## Provided text
*-*-*

Review of Software Exorcism

Software Exorcism
Bill Blunden
Apress, 2003

I was really looking forward to this book, having spent a fair number of years maintaining legacy code in different languages and environments. This made the disappointment even more acute when the book did not live up to its subtitle: A Handbook for Debugging and Optimizing Legacy Code.

The beginning of the book looks promising. The author begins by looking at some of the non-technical forces that influence the success of a software project. He covers the need for sign-off and the importance of a paper trail. He talks about scope creep and complexity. This seems like a really good introduction to the parts of software development that most developers don't think about nearly enough.

The last chapter of the book ties back to these concepts, extending the list of non-technical challenges that hamper getting work done. Topics like fashionable technology, the lack of privacy at work, marketing hype, and other issues that we technical types tend to ignore have a huge impact on your ability to get work done. This chapter does a decent job of making you aware of each of these issues without digging into too much depth. Some of these issues are touched in other parts of the book as well.

Unfortunately, the author does not develop these points further in the book. These topics would be a wonderful education for people coming into software development. It would also serve as vindication for those of us who have seen more of this and realize how much these issues overwhelm the technical issues. What really bugs me is that this isn't the material the book claims to cover.

Starting in the middle of chapter 1 and extending through chapter 6, is what should be the meat of the book. The author's discussion of coding techniques and tools is weak. The book contains technical errors. Some of the source code has major flaws, like refactorings that generate code that is as bad as the original. The best is the memory pool example in chapter 5 that doesn't even use the pool code he wrote.

The author regularly states his opinions as fact without supplying any proof or hard statistics to back up these claims. I was amused by the assertion that the original developer would know enough to make changes to the project without having to relearn everything, but they are never around. He also points out that there wouldn't be bugs in the programs if the original developers had just done things correctly. Actual experience does not support these claims.

*-*-*

## Listed entries

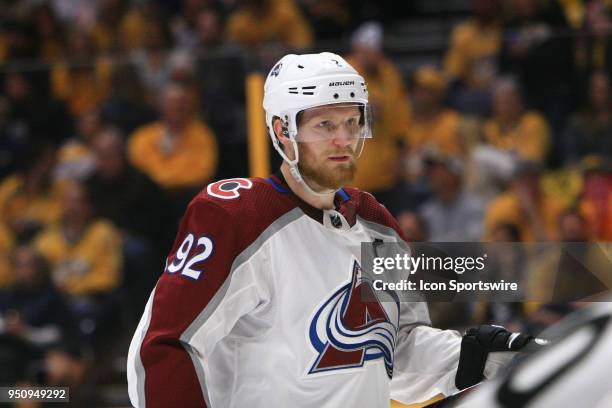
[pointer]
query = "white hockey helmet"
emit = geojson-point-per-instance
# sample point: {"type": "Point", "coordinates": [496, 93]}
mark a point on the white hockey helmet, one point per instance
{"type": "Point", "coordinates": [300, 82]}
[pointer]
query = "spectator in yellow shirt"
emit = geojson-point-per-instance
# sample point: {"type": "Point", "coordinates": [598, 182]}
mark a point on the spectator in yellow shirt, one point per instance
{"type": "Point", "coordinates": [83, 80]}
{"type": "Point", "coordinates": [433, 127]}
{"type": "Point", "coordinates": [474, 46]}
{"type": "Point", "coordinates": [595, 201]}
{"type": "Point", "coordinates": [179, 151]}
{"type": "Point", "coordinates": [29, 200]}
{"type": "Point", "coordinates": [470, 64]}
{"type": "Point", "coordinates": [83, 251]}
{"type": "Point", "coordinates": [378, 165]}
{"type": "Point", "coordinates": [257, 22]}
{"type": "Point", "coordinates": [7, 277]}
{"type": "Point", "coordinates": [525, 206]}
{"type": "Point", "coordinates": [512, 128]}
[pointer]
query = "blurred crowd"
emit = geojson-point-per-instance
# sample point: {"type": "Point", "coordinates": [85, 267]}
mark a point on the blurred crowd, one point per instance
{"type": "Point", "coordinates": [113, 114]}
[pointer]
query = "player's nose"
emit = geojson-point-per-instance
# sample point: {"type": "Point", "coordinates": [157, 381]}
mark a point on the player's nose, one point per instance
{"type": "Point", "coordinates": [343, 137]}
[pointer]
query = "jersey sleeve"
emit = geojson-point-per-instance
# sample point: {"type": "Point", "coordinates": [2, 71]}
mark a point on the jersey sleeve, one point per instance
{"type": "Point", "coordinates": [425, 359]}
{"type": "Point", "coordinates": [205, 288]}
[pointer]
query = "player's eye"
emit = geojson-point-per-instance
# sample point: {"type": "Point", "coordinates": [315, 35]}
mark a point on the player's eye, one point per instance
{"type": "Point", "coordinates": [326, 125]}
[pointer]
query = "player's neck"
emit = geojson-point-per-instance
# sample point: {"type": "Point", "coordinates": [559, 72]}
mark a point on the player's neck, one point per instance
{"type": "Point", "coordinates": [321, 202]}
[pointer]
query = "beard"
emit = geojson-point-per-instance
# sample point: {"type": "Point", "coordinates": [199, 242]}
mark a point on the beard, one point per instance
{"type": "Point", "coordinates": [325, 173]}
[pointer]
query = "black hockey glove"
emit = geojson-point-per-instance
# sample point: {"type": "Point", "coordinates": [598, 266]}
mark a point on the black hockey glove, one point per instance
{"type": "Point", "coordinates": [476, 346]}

*-*-*

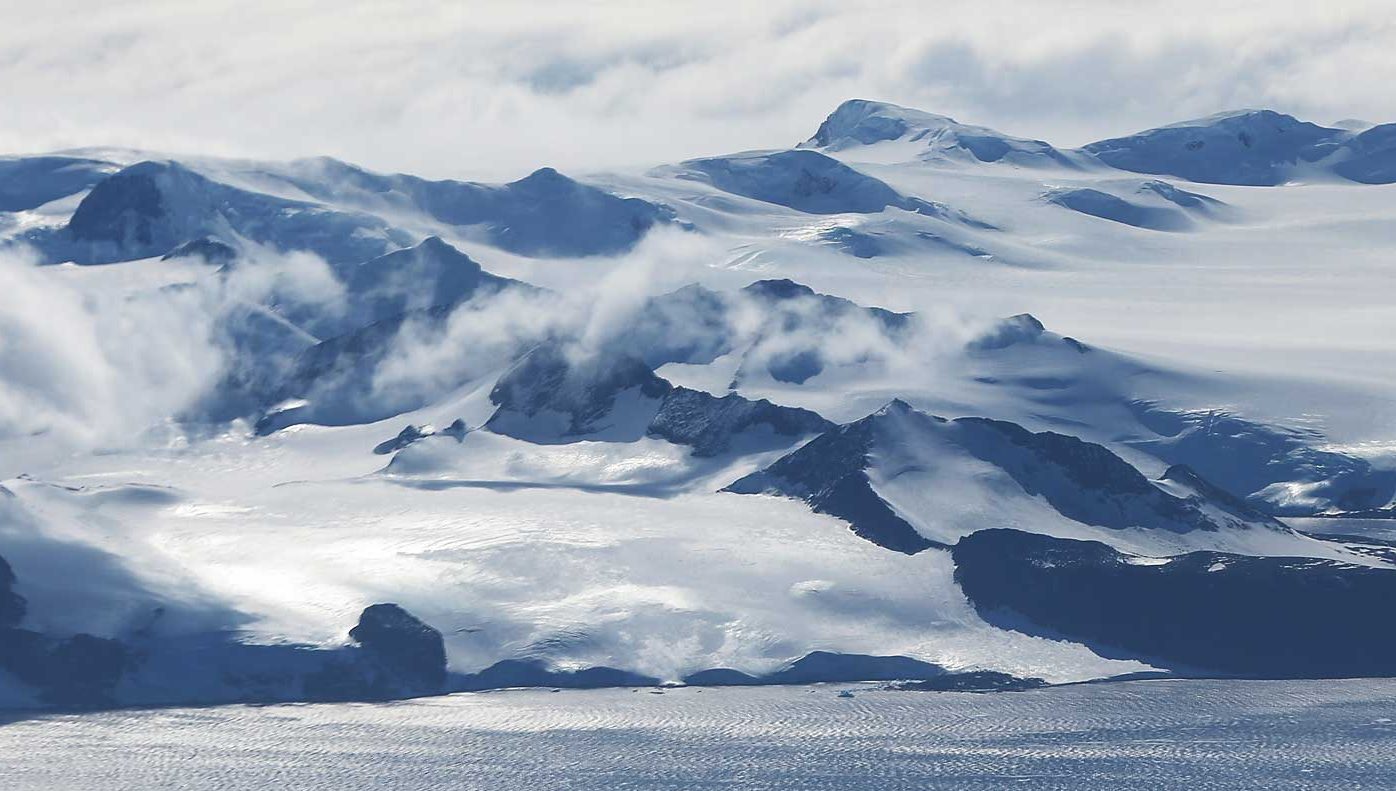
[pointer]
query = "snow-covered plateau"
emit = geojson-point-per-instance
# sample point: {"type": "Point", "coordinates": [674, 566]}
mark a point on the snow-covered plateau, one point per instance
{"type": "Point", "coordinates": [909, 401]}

*-*-*

## Do this
Go on with the review of the book Software Exorcism, picking up after its last paragraph. The entries come from a separate source unrelated to the review.

## Response to this exercise
I think my favorite unsupported claim is the suggestion that virtual memory is an anachronism, that is unnecessary now that we can get machines with 2GB of RAM. He seems to be forgetting that modern multi-tasking operating systems would be pretty much useless without virtual memory.

In chapter 1, the author develops a logging library, a unit testing library, and a profiling tool. Yet, he spends no time talking about free tools that already fill these needs. He focuses a significant number of pages in the book to constructing some rudimentary debuggers to show how debuggers work, but spends almost no time discussing features of real debuggers that could actually help a maintenance programmer solve problems.

His debugging advice was relatively straightforward. The best of his advice is covered more completely by other books (like Code Complete or The Pragmatic Programmer), some of which have been out for many years. His optimization advice is better ignored. After suggesting that minor tweaks are a bad idea, he spends around a hundred pages telling how to save 5 machine instructions here and 10 over there. After all of these he mentions the concept of picking better algorithms as a quick fix.

All in all, the book does not do a very good job at what it claims to do. The debugging and optimizing information just isn't there. It does have some good information about the non-technical challenges of development; but I can't see wading through the rest of the book for these nuggets. Hopefully, the author will combine the first part of chapter 1 with chapter 7 as the core of a really good book on the non-technical part of development.

I really hoped I would be able to recommend this book, but I can't.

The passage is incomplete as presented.